● **What needs to be done**
Line by line, transcribe the listing below without omission.

● **Material for this task**
★ ★ ★
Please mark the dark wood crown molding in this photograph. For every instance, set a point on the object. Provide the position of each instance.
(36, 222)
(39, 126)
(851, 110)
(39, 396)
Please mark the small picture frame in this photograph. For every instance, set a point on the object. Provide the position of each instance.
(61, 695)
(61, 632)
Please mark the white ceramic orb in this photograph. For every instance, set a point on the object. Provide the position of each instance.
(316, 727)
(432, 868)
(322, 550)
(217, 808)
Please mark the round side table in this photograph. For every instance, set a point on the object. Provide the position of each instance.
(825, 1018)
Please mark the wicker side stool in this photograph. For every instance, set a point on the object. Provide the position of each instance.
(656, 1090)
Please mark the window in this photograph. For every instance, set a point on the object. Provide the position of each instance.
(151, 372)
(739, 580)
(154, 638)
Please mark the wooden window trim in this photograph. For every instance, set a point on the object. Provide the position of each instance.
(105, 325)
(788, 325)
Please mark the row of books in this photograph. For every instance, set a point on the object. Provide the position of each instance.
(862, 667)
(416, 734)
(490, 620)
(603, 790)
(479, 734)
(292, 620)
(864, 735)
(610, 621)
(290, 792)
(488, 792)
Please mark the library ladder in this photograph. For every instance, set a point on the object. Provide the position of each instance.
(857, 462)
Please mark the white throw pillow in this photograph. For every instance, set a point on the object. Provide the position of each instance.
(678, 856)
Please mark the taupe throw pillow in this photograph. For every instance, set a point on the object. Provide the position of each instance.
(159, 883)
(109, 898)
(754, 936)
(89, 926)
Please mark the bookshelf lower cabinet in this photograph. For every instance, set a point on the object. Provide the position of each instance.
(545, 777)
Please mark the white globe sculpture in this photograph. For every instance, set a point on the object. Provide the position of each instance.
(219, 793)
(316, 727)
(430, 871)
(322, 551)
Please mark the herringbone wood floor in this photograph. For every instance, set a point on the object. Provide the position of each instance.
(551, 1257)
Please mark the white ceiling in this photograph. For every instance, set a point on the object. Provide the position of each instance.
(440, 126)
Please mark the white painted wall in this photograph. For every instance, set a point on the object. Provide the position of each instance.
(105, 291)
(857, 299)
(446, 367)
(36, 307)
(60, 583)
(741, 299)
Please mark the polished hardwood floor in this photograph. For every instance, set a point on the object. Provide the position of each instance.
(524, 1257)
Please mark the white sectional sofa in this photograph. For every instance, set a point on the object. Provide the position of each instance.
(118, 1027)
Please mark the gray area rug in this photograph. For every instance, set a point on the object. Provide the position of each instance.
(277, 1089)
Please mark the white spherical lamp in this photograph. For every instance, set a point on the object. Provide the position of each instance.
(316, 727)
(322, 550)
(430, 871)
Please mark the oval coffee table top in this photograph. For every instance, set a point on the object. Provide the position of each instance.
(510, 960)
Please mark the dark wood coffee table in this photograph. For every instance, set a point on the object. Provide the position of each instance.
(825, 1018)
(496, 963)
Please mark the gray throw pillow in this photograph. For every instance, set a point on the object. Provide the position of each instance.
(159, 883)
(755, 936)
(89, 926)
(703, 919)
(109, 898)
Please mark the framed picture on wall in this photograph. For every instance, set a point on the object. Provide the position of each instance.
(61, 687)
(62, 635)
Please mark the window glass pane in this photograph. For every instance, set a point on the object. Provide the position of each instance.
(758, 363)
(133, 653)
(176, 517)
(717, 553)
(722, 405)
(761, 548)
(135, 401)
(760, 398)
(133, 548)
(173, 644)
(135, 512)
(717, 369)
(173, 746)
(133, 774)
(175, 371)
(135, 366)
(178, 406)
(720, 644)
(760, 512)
★ ★ ★
● **Worked solution**
Please mark the dark wood crown molding in this photograph. For every instance, set a point on the object. Provide the position of each instance.
(36, 222)
(39, 126)
(851, 110)
(39, 396)
Please mark the small picture frame in this photograph. For every instance, set a point on the object. Provide the position of each instance.
(61, 695)
(61, 632)
Please mark the white ceramic orb in this photograph. For every instance, set a point on the object. Provide the position of each instance.
(316, 727)
(432, 868)
(322, 550)
(217, 808)
Please mark the round side table in this photograph. For every instance, set a point on the object. Provide the position of each instance.
(825, 1018)
Please mark the wicker side stool in this photograph. For every instance, set a point on the object. Provide the position of each instance.
(656, 1090)
Please mark the window in this photograph. For every instance, set a point on the object. Provide the position of each instance.
(151, 372)
(739, 580)
(154, 638)
Please mark the wooden window trim in this photograph. For every instance, set a point on the object. Provide the position of each instance.
(105, 325)
(788, 325)
Please mark the row of books in this photograph. For every instance, set a point on the object. Provide the position of each instance.
(862, 667)
(416, 734)
(490, 620)
(603, 790)
(479, 734)
(292, 620)
(864, 735)
(610, 621)
(290, 792)
(488, 792)
Please mark the library ladder in this photograph. For every instance, set a point on the object. Provide the position of each instance.
(857, 462)
Please mark the white throw pillow in this photograph. For every instance, set a point on the object. Provide the position of each instance.
(678, 856)
Please mark the taupe throw pillow in this photograph. For every instance, set a point on the object. Provide the position of each instance.
(159, 883)
(109, 898)
(754, 936)
(89, 926)
Please mark the bookshelf lower cabinet in this photograph. For every instance, set a point on the object. Provide the position of each instance.
(545, 777)
Please mark the white globe sculpture in this photograph. For every instance, set a point on the object. Provide the position of each instance.
(219, 793)
(316, 727)
(430, 871)
(322, 551)
Please mark the herringbone wood floor in this photograph. For every instance, set a point on the object. Provide the position of each instance.
(551, 1257)
Please mark the white ceiling in this photograph. For every instance, set a point on the object. Provide the position of each instance.
(440, 126)
Please mark the white painted wall in this photograph. For every instance, set a point on the object. Provide the position of each instance.
(105, 291)
(857, 299)
(446, 367)
(36, 307)
(60, 583)
(741, 299)
Please mark the polished hardwood floor in this photograph. For every instance, set a point on the object. Provide the position of each instance.
(524, 1257)
Please mark the white sectional sofa in this photograph. For every instance, set a point on the object. Provide the position of each instance.
(118, 1027)
Please mark the gray area rug in this photograph. For every instance, set a point on the object. Provide the position of each instance.
(277, 1089)
Please mark the white spherical lamp in this photograph. For every instance, set a point on the object. Provide the position of each instance.
(316, 727)
(322, 550)
(430, 871)
Please mark the oval coffee table top in this photograph. For every instance, set a point on the object. Provide the position of each instance.
(510, 960)
Please mark the dark wood coffee table in this photograph. For every instance, set a point on the object. Provide the position of each instance.
(825, 1018)
(496, 963)
Please mark the gray throw pillow in this photograph. For every instance, set a point on the object. Provide the position of each instance.
(159, 883)
(755, 936)
(89, 926)
(703, 919)
(109, 898)
Please mark the framed picture on wall in this photograph. For every instance, set a point on the object. Provide the position of each instance.
(61, 687)
(62, 635)
Please mark the window glass pane in this photograph. For every instance, set a point on the object. Provide the position of each instance.
(758, 363)
(133, 653)
(176, 517)
(717, 553)
(722, 405)
(761, 548)
(135, 401)
(760, 398)
(133, 548)
(173, 644)
(135, 512)
(717, 369)
(173, 746)
(133, 774)
(175, 371)
(135, 366)
(178, 406)
(720, 644)
(760, 512)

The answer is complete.